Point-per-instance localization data
★ ★ ★
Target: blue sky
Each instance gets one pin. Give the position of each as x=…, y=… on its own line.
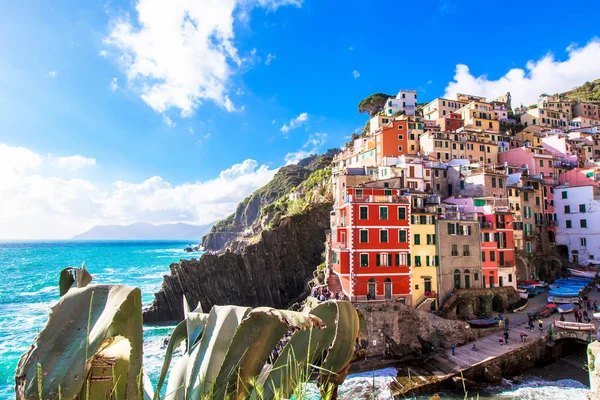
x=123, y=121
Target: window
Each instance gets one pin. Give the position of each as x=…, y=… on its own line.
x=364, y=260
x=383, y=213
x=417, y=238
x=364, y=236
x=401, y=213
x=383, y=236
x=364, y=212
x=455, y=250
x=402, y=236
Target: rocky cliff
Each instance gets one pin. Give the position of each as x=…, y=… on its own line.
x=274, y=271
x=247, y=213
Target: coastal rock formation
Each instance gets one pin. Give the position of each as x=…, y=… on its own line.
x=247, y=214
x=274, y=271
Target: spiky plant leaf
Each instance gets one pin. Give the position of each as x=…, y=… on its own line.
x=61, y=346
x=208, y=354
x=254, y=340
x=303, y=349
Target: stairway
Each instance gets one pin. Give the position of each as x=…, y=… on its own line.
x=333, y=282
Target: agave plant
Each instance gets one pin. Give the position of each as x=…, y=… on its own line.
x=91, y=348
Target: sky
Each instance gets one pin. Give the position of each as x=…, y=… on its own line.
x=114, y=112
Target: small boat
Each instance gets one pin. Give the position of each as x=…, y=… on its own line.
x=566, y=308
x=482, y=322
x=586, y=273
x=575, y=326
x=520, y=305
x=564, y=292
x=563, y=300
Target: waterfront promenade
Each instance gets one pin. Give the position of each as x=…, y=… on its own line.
★ ★ ★
Assignment. Exact copies of all the entries, without any pictures, are what the answer must contain.

Result of this exercise.
Target: blue sky
Each instance gets one pin. Give the position of each as x=…, y=… on its own line.
x=123, y=121
Target: window
Each instance gets one pin. Give the position of each as x=…, y=… on its own line.
x=364, y=260
x=383, y=213
x=417, y=238
x=364, y=236
x=401, y=213
x=383, y=236
x=364, y=212
x=455, y=250
x=402, y=236
Target: rocky cliff
Each instance gets one pin. Give the position of each as x=…, y=… on its own line.
x=274, y=271
x=247, y=213
Target: coastal rock formation
Each instance gets one pin. Give the position of each as x=…, y=… on its own line.
x=247, y=214
x=274, y=271
Target: spiky plant leaf
Each instance gets one pin. Give the position of each as x=…, y=… on its own line.
x=61, y=346
x=208, y=354
x=254, y=340
x=303, y=349
Target: stairway
Each instance gets one pin. Give the position of each as x=…, y=… on its own line.
x=333, y=282
Target: agave plant
Each instance gets one pin. Give the position of each as x=…, y=… on its own line.
x=91, y=348
Target: sky
Each instance gets one pin. Give the position of each as x=…, y=… on its own line.
x=114, y=112
Target: small boat
Each instance gets one pin. Give the position of each as x=…, y=… on its own line.
x=566, y=308
x=482, y=322
x=586, y=273
x=575, y=326
x=520, y=305
x=564, y=292
x=563, y=300
Target: waterfront promenade
Each instance gets one pin. Give the position of each as x=…, y=… on its own line.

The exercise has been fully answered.